WORK REQUEST 1:
Duplicate the essay about family word for word, from "Months before my" up to and including "from calling me.".
WORK REQUEST 2:
List every personal name that appears in the essay about family.

━━ PASSAGE

In 2000 I flew out to California for Christmas with my mother and sister, my sister’s children and my brother-in-law. When I woke up Christmas morning there was a Christmas tree with ornaments and lights and there were presents under the tree. Some of them were even for me, and I’d brought presents for everyone. There we all were, me and my mother sitting side by side on the couch, opening our presents, my nieces tearing their presents free from their colorful gift-wrapping, my sister and brother-in-law sitting cross legged on the floor opening their presents, all of this accompanied by the comforting smell of coffee. There was music and laughter and I was sitting next to my mother and I thought, Oh my God, I have family again. I have a sister and nieces and a brother-in-law and a mother! I mean we all knew the liver cancer was terminal, but my sister and I were together and we were family and looking at her and my nieces and my brother-in-law I felt a deep joy, deeper than I’d felt in longer than I could remember. I would have family from now on and I would come out every Christmas and bring presents and watch my nieces grow and be with my sister and my brother-in-law; or so I thought.

Months before my mother died at age 68 my sister, who’d always been a rather controlling person, turned it up a notch to a level of viciousness I’ve rarely seen in life; and like most folks my age, 54 as I write these words, I’ve seen my fair share. My sister began to block all my phone calls from New York to my mother, who was then on hospice and very weak. She also stopped my mother from calling me.

But perhaps the height of cruelty occurred one day in December 2001. My telephone rang. I answered and it was my sister. In an angry voice she said, “Mommy wants to talk to you, make it quick. I’ll hold the phone to her ear.”

“Hi, Mom,” I said.

“Hi, Peter,” she said.

“I love you, Mom, don’t worry about me, I’ll be okay.” We tried to keep talking but I could hear my sister in the background saying, in a loud tone of voice that can only be described as hideous, cruel and evil, “Hurry up, you’re gonna die any day now old lady. Hurry up. This is the last time you’re gonna talk to sonny boy, unless you get the strength to pick up the phone and dial yourself but we know that’s not gonna happen. Hurry up. Say goodbye to your only son, you’ll never hear his voice again. Common – I have to go. You’re gonna die soon anyway, make it quick.”

Throughout my sister’s ranting I kept saying, “It’s okay, Mom. I love you. Nothing can ever separate us again. I’ll be with you in the next world…don’t listen to her, Mom. We’ll work it out. I love you and we’re together and we always will be. I love you, Mom.” She told me she loved me too and then my sister hung up the phone. My mother died less than two weeks later. Needless to say, my connection to the family died with her.

Writing all this was prompted by reading an article about a scavenger hunt the New York Rangers hockey team held for some kids from Children’s Village, a group that “focuses on providing safety for children who have come from foster care, abuse situations, unstable households and neglect.” Reading about the joy these kids experienced, and identifying from the center of my heart with their journey in life, wet my eyes and led to this admittedly self-indulgent essay.

I am in my fifth decade as a Rangers fan. When they won the Stanley Cup in 1994 a New York fan held up a sign that read, “Now I Can Die in Peace.” I know what he meant. Also, while I still have no family, I have been friends with Michael Sulsona for more than 30 years now. He and his two sons, Philip and Vincent, are family to me, and I am family to them. They are the only three people on the planet I know will never leave my life as long as they are alive and they know too that I will never leave them. Recently, Michael and I realized that over the years we have in fact become brothers.

Perhaps, when it comes down to it, family is in the eyes of the beholder.

━━━━
━━ DATASET EXTRACT

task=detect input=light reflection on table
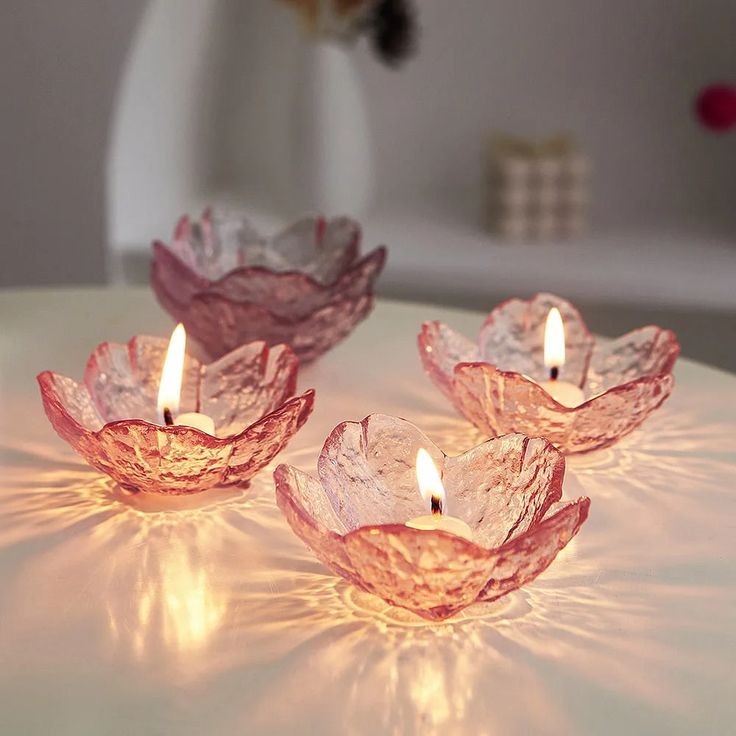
[0,290,736,734]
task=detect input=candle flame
[156,324,187,418]
[544,307,565,368]
[417,447,447,514]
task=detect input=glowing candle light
[157,324,215,435]
[540,307,585,407]
[406,448,473,539]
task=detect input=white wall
[112,0,736,256]
[0,0,736,284]
[0,0,144,286]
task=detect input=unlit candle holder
[419,294,680,453]
[274,414,590,620]
[151,209,386,362]
[38,336,314,494]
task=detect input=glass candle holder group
[38,210,679,620]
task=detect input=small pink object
[151,210,386,362]
[38,336,314,494]
[695,84,736,132]
[274,414,590,620]
[419,294,680,453]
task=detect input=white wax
[174,411,215,437]
[406,514,473,539]
[539,381,585,407]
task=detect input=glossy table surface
[0,289,736,736]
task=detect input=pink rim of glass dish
[419,294,680,453]
[274,414,590,620]
[151,209,386,363]
[38,336,314,494]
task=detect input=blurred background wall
[0,0,736,366]
[0,0,145,286]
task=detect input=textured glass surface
[274,414,590,619]
[151,210,386,361]
[419,294,680,453]
[38,337,314,494]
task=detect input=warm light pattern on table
[0,290,736,736]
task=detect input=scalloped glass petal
[151,210,386,362]
[274,414,590,620]
[419,294,680,453]
[38,336,314,494]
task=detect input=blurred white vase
[293,40,373,217]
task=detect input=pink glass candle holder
[274,414,590,620]
[38,336,314,494]
[419,294,680,453]
[151,210,386,362]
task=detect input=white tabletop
[0,289,736,736]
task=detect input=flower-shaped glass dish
[419,294,680,453]
[38,336,314,494]
[274,414,590,619]
[151,210,386,362]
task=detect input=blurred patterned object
[489,136,590,240]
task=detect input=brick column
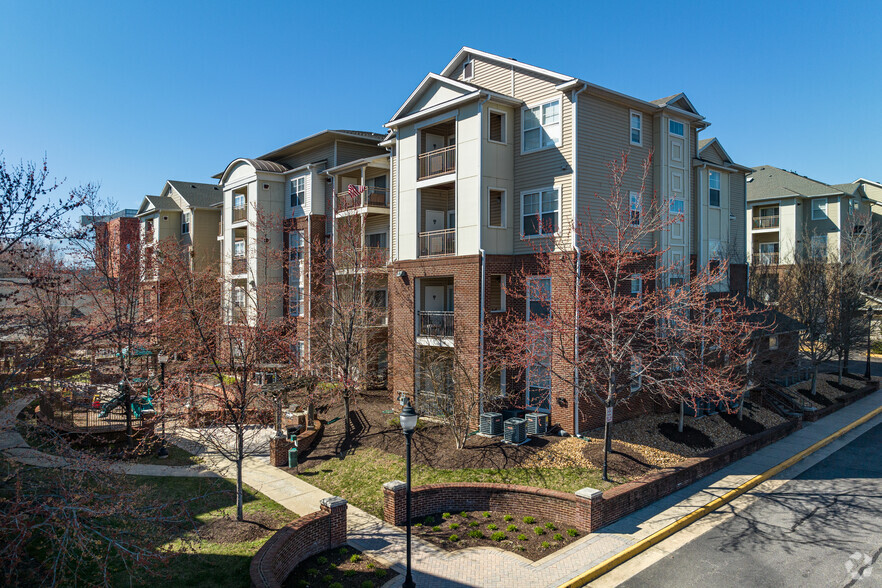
[576,488,603,532]
[319,496,348,549]
[383,480,407,525]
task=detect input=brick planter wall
[802,382,879,423]
[383,420,801,532]
[383,481,592,531]
[250,496,347,588]
[270,421,324,468]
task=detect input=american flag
[349,184,367,200]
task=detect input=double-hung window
[290,177,306,208]
[631,110,643,146]
[521,100,560,153]
[628,192,643,227]
[707,171,720,207]
[521,188,560,237]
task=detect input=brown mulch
[197,511,284,543]
[282,546,398,588]
[292,391,562,469]
[412,511,582,561]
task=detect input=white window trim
[628,191,643,227]
[521,184,563,240]
[487,186,506,233]
[628,110,643,147]
[490,274,508,313]
[521,94,564,155]
[487,108,506,145]
[707,169,723,208]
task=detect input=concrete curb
[560,406,882,588]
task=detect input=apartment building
[215,130,389,366]
[383,47,749,431]
[747,165,882,266]
[136,180,223,320]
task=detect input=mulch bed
[658,423,714,449]
[413,511,582,561]
[292,391,560,469]
[282,547,397,588]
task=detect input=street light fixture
[864,306,873,381]
[398,398,419,588]
[156,353,168,459]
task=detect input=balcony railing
[753,251,778,265]
[418,145,456,180]
[420,310,453,337]
[233,206,248,223]
[420,229,456,257]
[753,215,780,229]
[337,186,389,212]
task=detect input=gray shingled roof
[138,196,181,216]
[747,165,842,200]
[168,180,224,208]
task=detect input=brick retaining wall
[383,420,801,532]
[250,496,347,588]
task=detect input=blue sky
[0,0,882,207]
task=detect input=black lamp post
[156,353,168,459]
[864,306,873,380]
[399,400,419,588]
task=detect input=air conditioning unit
[480,412,502,437]
[505,418,527,444]
[527,412,548,435]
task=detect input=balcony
[419,229,456,257]
[753,251,778,265]
[417,145,456,180]
[337,186,389,212]
[419,310,453,337]
[753,215,780,229]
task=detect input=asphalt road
[620,425,882,588]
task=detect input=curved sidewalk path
[6,392,882,588]
[0,395,218,478]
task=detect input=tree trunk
[236,427,245,521]
[603,400,612,482]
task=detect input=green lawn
[300,447,612,518]
[115,476,297,588]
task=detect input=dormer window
[462,59,475,80]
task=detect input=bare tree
[492,154,754,479]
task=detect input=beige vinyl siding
[190,210,220,267]
[511,88,573,254]
[729,173,747,263]
[578,92,656,248]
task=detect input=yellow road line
[560,406,882,588]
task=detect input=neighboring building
[746,165,882,266]
[384,48,748,431]
[80,208,140,279]
[215,130,388,370]
[136,180,223,320]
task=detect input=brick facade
[250,496,347,588]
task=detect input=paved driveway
[621,425,882,588]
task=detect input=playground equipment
[98,378,156,419]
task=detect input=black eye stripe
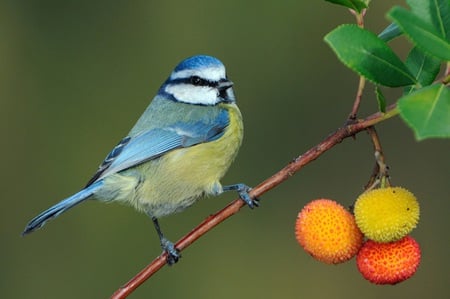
[189,76,211,86]
[167,76,219,87]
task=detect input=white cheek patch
[164,84,219,105]
[170,67,226,81]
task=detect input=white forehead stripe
[164,84,220,105]
[170,66,226,81]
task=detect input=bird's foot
[161,238,181,266]
[223,184,259,209]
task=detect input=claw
[151,217,181,266]
[223,184,259,209]
[161,238,181,266]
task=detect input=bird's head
[159,55,235,106]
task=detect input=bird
[22,55,259,265]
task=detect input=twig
[364,127,390,190]
[111,105,398,299]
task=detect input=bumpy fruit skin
[356,236,420,284]
[354,187,420,242]
[295,199,363,264]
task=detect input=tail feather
[22,181,103,236]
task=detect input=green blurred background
[0,0,450,299]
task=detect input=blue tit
[23,55,258,264]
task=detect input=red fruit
[356,236,420,284]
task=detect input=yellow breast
[132,104,243,217]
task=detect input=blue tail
[22,180,103,236]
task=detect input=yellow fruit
[295,199,363,264]
[354,187,420,242]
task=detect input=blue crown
[175,55,223,72]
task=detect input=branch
[111,104,399,299]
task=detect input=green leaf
[388,6,450,61]
[325,0,370,13]
[398,84,450,140]
[375,85,386,113]
[405,47,441,86]
[378,23,403,42]
[324,25,415,87]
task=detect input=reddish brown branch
[111,105,398,299]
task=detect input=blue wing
[87,110,230,186]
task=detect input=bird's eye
[191,76,205,86]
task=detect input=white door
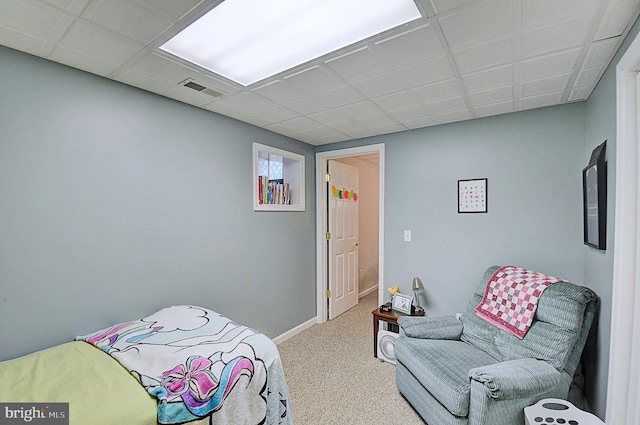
[327,160,360,320]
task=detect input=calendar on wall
[458,179,487,213]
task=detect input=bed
[0,306,293,425]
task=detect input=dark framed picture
[582,140,607,250]
[458,179,488,213]
[392,292,413,314]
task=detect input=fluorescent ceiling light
[160,0,421,86]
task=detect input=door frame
[606,29,640,424]
[316,143,384,323]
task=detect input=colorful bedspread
[475,266,562,339]
[77,306,293,424]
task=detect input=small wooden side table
[371,308,424,358]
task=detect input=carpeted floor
[278,292,424,425]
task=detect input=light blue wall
[317,102,615,404]
[584,13,640,418]
[0,47,316,360]
[318,103,585,308]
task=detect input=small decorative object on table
[524,398,605,425]
[392,292,413,314]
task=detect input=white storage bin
[524,398,605,425]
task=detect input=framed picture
[392,292,413,314]
[582,140,607,250]
[458,179,488,213]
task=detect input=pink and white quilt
[76,306,293,425]
[475,266,562,339]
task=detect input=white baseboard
[273,317,318,345]
[358,285,378,299]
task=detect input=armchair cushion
[469,358,568,400]
[398,316,462,340]
[396,334,497,417]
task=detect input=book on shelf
[257,175,291,205]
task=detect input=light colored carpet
[278,292,424,425]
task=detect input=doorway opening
[316,144,384,323]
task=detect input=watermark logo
[0,403,69,425]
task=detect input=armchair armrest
[469,358,567,400]
[398,316,462,340]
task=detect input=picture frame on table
[392,293,413,314]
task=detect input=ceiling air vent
[180,78,224,97]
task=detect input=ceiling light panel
[160,0,421,86]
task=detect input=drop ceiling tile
[325,46,389,83]
[520,74,571,97]
[304,126,345,140]
[251,80,306,104]
[583,37,620,68]
[469,85,513,109]
[400,115,439,130]
[350,123,407,139]
[424,96,468,116]
[308,109,349,127]
[205,102,249,120]
[522,19,591,58]
[522,0,600,30]
[272,117,323,132]
[568,86,593,102]
[44,0,93,16]
[414,80,462,103]
[84,0,172,44]
[353,73,407,98]
[224,93,276,114]
[453,38,513,74]
[474,100,514,117]
[336,101,381,120]
[62,21,143,66]
[0,27,44,55]
[135,0,203,22]
[251,107,300,124]
[375,23,444,68]
[49,46,118,77]
[438,0,513,52]
[387,105,430,122]
[462,64,513,93]
[594,0,640,40]
[519,92,564,110]
[286,87,363,115]
[575,67,604,87]
[283,66,344,95]
[372,91,419,112]
[130,52,204,84]
[425,0,476,13]
[434,109,474,124]
[0,0,63,42]
[157,85,222,107]
[520,49,580,81]
[395,56,455,88]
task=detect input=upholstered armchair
[395,266,598,425]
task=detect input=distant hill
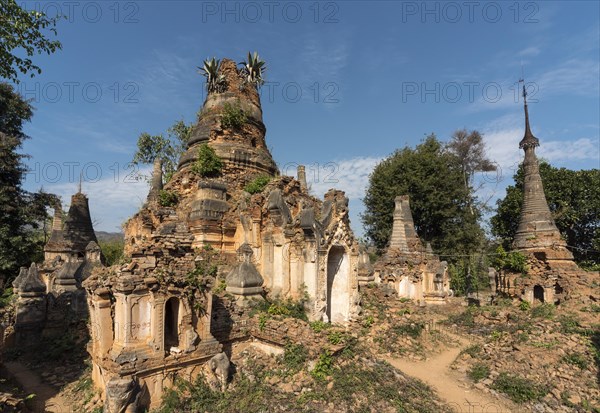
[95,231,124,242]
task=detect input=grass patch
[492,372,548,403]
[467,363,490,383]
[562,353,588,370]
[531,304,556,320]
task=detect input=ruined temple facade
[13,191,103,346]
[490,86,588,304]
[85,59,360,411]
[375,195,450,304]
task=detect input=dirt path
[4,361,71,413]
[387,336,517,413]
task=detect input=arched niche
[326,245,350,323]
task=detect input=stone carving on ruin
[490,84,591,304]
[79,59,360,407]
[375,195,451,304]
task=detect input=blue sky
[18,1,600,235]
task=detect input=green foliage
[492,372,548,403]
[562,353,589,370]
[241,52,267,86]
[467,363,490,383]
[98,239,125,267]
[492,245,528,274]
[531,304,556,320]
[310,351,333,381]
[310,320,331,333]
[131,120,192,183]
[192,143,224,177]
[0,0,62,83]
[362,135,483,254]
[0,287,14,308]
[490,161,600,266]
[327,331,349,346]
[221,102,248,129]
[198,57,227,93]
[461,344,483,358]
[391,323,425,338]
[244,175,271,194]
[362,315,375,328]
[158,189,179,207]
[446,307,475,327]
[0,84,58,285]
[283,342,308,374]
[519,301,531,311]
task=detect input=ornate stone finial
[519,79,540,149]
[298,165,307,191]
[513,80,573,259]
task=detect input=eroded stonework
[490,87,598,304]
[375,195,450,304]
[85,59,360,411]
[13,192,103,346]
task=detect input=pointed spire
[519,79,540,149]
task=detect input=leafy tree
[362,135,483,254]
[192,143,224,177]
[447,129,497,214]
[0,83,58,280]
[132,120,192,182]
[490,161,600,265]
[0,0,62,83]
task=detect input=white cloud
[46,168,150,232]
[518,46,540,56]
[306,157,381,200]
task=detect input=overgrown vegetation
[192,143,224,178]
[492,245,527,274]
[467,363,490,383]
[221,102,248,129]
[158,189,179,207]
[491,372,548,403]
[531,303,556,320]
[244,175,271,194]
[283,342,308,374]
[98,239,125,267]
[131,120,192,183]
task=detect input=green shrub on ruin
[492,246,528,274]
[221,103,248,129]
[244,175,271,194]
[310,351,333,380]
[158,189,179,207]
[192,143,224,178]
[531,304,555,320]
[283,342,308,374]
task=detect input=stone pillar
[390,196,408,252]
[13,263,46,346]
[298,165,308,192]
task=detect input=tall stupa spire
[519,79,540,149]
[513,79,572,258]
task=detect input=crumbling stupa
[375,195,450,304]
[492,86,590,304]
[13,190,103,346]
[85,59,364,412]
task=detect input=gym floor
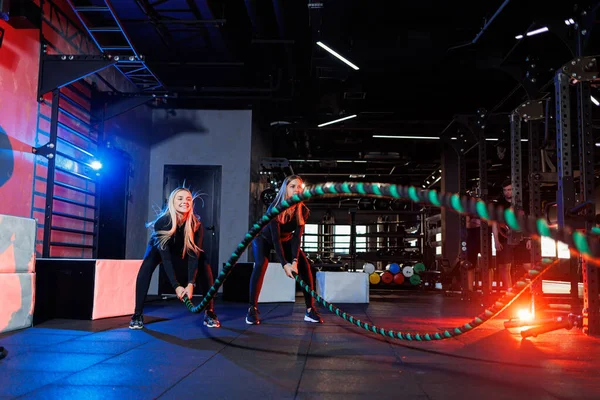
[0,291,600,400]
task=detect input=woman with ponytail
[129,188,221,329]
[246,175,323,325]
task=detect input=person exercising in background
[246,175,323,325]
[492,179,531,290]
[129,188,221,329]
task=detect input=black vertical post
[508,112,523,239]
[440,144,461,263]
[554,71,579,312]
[577,81,600,335]
[42,89,60,258]
[528,121,544,315]
[90,106,104,258]
[477,130,491,297]
[349,208,356,271]
[458,145,472,300]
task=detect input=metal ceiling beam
[186,0,227,51]
[135,0,175,51]
[272,0,285,39]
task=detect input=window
[333,225,367,254]
[302,224,319,252]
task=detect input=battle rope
[183,182,600,340]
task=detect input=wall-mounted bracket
[38,54,118,100]
[31,142,56,158]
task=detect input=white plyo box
[258,263,296,303]
[317,271,369,304]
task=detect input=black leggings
[135,245,214,314]
[250,235,315,308]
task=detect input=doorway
[159,165,222,294]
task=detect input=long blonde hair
[269,175,308,226]
[151,188,203,258]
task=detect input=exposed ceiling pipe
[447,0,510,51]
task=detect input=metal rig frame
[554,56,600,335]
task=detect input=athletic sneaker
[204,310,221,328]
[246,306,260,325]
[304,307,323,324]
[129,314,144,329]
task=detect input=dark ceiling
[67,0,599,189]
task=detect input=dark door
[159,165,222,293]
[96,148,130,260]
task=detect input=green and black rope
[183,182,600,341]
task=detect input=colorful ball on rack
[413,263,425,274]
[402,265,415,278]
[369,272,381,285]
[385,263,400,275]
[381,271,394,285]
[363,263,375,275]
[394,273,404,285]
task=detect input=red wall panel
[0,20,39,217]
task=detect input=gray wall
[147,110,252,270]
[248,121,273,262]
[104,106,152,259]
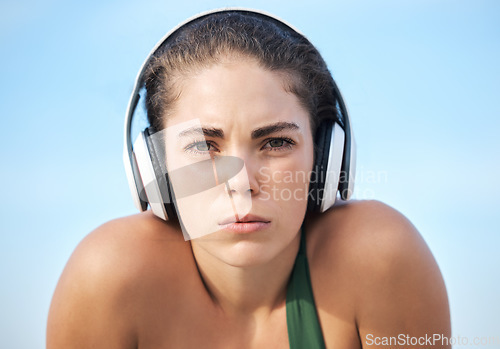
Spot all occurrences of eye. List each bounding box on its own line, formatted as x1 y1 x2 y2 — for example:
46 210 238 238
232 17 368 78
262 137 295 151
184 141 218 154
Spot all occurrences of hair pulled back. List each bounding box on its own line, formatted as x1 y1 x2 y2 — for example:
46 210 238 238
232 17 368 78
144 11 343 135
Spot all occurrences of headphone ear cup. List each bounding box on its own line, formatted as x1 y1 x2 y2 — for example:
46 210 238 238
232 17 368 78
339 127 356 200
307 120 333 212
144 128 175 220
308 120 345 212
134 131 174 220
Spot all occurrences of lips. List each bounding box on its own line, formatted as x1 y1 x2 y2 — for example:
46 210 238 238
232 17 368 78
219 215 271 234
219 214 271 225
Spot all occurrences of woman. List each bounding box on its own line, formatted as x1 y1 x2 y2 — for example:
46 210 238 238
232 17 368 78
47 10 450 348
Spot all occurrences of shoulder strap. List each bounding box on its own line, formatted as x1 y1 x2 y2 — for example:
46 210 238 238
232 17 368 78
286 225 325 349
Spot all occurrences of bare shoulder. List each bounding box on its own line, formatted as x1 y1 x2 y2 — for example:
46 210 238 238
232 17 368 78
47 213 192 349
308 201 450 347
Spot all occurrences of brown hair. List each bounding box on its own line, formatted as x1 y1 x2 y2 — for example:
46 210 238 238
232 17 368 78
144 11 343 135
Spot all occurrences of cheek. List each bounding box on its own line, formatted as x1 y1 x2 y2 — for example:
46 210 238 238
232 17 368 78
260 154 312 207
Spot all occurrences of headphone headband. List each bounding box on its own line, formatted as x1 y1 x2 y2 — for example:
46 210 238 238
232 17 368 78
123 7 355 215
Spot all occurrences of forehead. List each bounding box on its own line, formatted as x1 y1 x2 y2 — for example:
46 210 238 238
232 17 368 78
167 60 309 128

━━━━

TASK RESULT 1:
Months before my mother died at age 68 my sister, who’d always been a rather controlling person, turned it up a notch to a level of viciousness I’ve rarely seen in life; and like most folks my age, 54 as I write these words, I’ve seen my fair share. My sister began to block all my phone calls from New York to my mother, who was then on hospice and very weak. She also stopped my mother from calling me.

TASK RESULT 2:
Peter
Michael Sulsona
Philip
Vincent